__Quoted text__.
## Start

However, if you can’t add boiling hot sugar syrup to the recipe, this solution won’t work. Once it cools down it becomes very hard, if not rock solid.
Barley Malt Syrup – Strong, Sweet Flavors
We love a good barley malt syrup and feel that it is definitely underrated. This product has amazing flavor and color.
It will work great with most savory dishes because of its very dark color. When using it for baked goods (that are meant to be pale) it will only result in darker shades.
However, when used for sweetness purposes, like in glaze, it will do amazing! It is very sweet so you also only have to use ¾ cup of barley syrup per 1 cup of rice syrup.
It sometimes has a much thicker consistency than rice syrup, but you can quickly heat it to make it runnier and use it while semi-warm.
Just be aware that some malt syrups are very deep in flavor, almost like molasses that has a slight bitterness to it, so you might want to thin it with simple syrup or add less of it.
If you don’t want to add flavor to your product, opt for a more neutral-tasting substitute instead.
Molasses – Depth, Flavor, & Savory Dishes
Molasses is a very strongly flavored sugar syrup that is almost bitter. It works fantastic with all savory dishes that have saltiness to it.
Although it does get used in sweet dishes, its use is very limited and most recipes that result in brown end products like granola bars or brownies, etc.
Molasses does add depth to any dish and its thickness also acts as an excellent binding agent.
Molasses should be used in smaller quantities, about ½ cup molasses per 1 cup of rice syrup. This is only because of its strong flavor.
To make sure the recipe doesn’t change too much, add a simple sugar syrup (a combination of sugar and water) to make up the rest of the quantity required.

## End

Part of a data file
## Start

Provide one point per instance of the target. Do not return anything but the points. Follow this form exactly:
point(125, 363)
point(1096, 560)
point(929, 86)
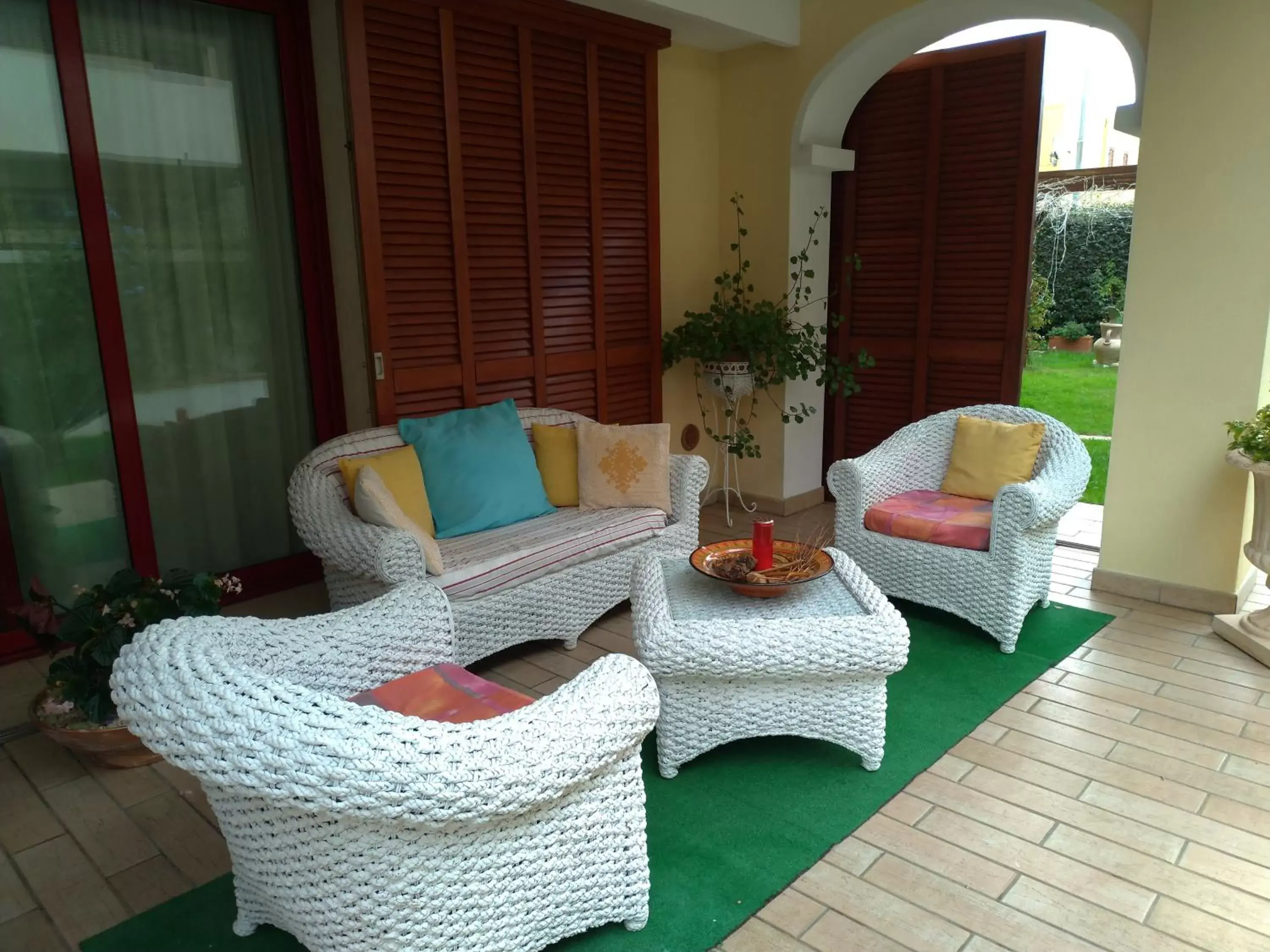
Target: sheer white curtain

## End
## Start

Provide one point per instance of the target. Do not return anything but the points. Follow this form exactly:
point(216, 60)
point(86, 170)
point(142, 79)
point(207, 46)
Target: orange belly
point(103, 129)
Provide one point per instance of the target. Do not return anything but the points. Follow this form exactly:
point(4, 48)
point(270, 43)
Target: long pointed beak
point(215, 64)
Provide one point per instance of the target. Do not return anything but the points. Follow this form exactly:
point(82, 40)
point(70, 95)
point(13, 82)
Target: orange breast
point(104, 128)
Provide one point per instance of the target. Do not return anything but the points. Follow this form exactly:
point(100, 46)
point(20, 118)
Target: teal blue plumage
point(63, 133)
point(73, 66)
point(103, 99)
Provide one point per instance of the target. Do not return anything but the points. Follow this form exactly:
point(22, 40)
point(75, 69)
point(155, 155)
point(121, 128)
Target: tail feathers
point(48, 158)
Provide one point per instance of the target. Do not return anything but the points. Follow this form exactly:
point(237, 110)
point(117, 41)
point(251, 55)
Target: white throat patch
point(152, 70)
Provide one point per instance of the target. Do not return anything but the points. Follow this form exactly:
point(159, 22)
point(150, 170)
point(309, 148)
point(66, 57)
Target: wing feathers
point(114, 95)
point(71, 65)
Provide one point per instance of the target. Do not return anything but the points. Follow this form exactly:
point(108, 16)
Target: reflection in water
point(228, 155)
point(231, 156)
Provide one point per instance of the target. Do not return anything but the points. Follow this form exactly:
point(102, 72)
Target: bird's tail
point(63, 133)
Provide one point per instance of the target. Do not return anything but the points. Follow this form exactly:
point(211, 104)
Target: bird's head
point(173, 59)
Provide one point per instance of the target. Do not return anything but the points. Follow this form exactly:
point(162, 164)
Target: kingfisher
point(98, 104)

## End

__What you have to do__.
Reproduce the passage on syrup substitutes word for word, beginning at the words "Barley Malt Syrup –" and stopping after the words "it while semi-warm.".

__Result__.
Barley Malt Syrup – Strong, Sweet Flavors
We love a good barley malt syrup and feel that it is definitely underrated. This product has amazing flavor and color.
It will work great with most savory dishes because of its very dark color. When using it for baked goods (that are meant to be pale) it will only result in darker shades.
However, when used for sweetness purposes, like in glaze, it will do amazing! It is very sweet so you also only have to use ¾ cup of barley syrup per 1 cup of rice syrup.
It sometimes has a much thicker consistency than rice syrup, but you can quickly heat it to make it runnier and use it while semi-warm.